Set every entry down again exactly, omitting none.

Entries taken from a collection
• • • • • • •
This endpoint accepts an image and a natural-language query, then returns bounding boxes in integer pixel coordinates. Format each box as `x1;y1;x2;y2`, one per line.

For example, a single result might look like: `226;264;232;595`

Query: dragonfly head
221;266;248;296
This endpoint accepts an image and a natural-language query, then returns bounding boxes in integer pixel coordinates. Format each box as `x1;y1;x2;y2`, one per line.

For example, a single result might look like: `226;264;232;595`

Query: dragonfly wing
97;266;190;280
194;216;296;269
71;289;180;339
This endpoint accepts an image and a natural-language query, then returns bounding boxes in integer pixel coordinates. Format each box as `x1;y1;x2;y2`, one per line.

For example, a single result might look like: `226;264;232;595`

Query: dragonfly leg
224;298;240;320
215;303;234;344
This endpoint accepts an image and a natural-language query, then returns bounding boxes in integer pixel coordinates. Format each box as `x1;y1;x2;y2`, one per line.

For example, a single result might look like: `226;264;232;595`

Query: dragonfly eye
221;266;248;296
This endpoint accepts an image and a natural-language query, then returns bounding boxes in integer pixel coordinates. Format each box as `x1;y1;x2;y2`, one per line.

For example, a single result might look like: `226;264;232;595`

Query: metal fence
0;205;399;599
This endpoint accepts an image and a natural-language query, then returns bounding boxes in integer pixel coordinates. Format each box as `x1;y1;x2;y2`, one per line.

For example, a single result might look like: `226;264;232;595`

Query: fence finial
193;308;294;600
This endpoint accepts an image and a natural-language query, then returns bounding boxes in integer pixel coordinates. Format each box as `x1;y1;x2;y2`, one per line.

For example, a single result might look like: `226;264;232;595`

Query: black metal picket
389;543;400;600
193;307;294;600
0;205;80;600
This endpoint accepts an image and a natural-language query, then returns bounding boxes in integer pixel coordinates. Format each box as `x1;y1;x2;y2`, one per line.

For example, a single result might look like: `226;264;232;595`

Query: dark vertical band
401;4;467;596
• • • • • • •
- **Answer to this exercise**
This endpoint accepts an image and a natural-language query, then returns bounding boxes in integer pixel coordinates. Format each box as `x1;y1;x2;y2`, one per line.

For example, a single result might look like: `226;264;232;595`

Query: dragonfly head
221;266;248;296
This endpoint accepts an image and a natural-language query, then returns bounding boxes in integer pixel coordinates. Format each box as `x1;y1;x2;y2`, one per line.

For example, a single result might look like: `226;264;232;595`

Query: dragonfly wing
97;266;190;280
194;216;296;269
71;289;180;339
This endpoint accepts an image and a natural-language query, then returns bounding boxes in integer pixel coordinates. Format each box as `x1;y1;x2;y2`, one per line.

For example, a single result might look like: `226;264;232;595`

Query: dragonfly leg
224;298;240;320
215;303;234;344
This endpoint accepts an image and a natural-language query, then returns bounding boxes in integer pixel coordinates. Format each box as `x1;y1;x2;y2`, one per line.

For example, a single result might look like: `226;264;232;595`

Query: dragonfly eye
221;266;248;296
This endpoint accepts an image and a natural-language query, then returns bounding boxes in integer pixel coordinates. Format each box as `x1;y1;x2;y2`, one per line.

For example, a single result might look like: `226;264;232;595`

Query: metal fence
0;205;399;599
This endpoint accepts an image and a natural-language query, then returns bounding boxes in integer pixel coordinates. Format each box as `x1;y1;x2;y2`, one per line.

For example, a single result might look like: `226;264;232;595`

Query: fence finial
193;308;294;600
This endpoint accepts an image and a natural-language query, then returns bounding boxes in integer pixel coordinates. Format each box as `x1;y1;x2;y2`, one per line.

For example, a single result might look like: `226;264;232;595`

Query: black metal picket
389;543;400;600
193;307;294;600
0;205;80;600
This endpoint accepts an image and a natural-language query, then returns bounding boxes in integer pixel coordinates. Format each box as `x1;y1;x2;y2`, one per line.

For example, a single result might look like: `226;264;232;595`

Query: dark vertical band
401;4;467;596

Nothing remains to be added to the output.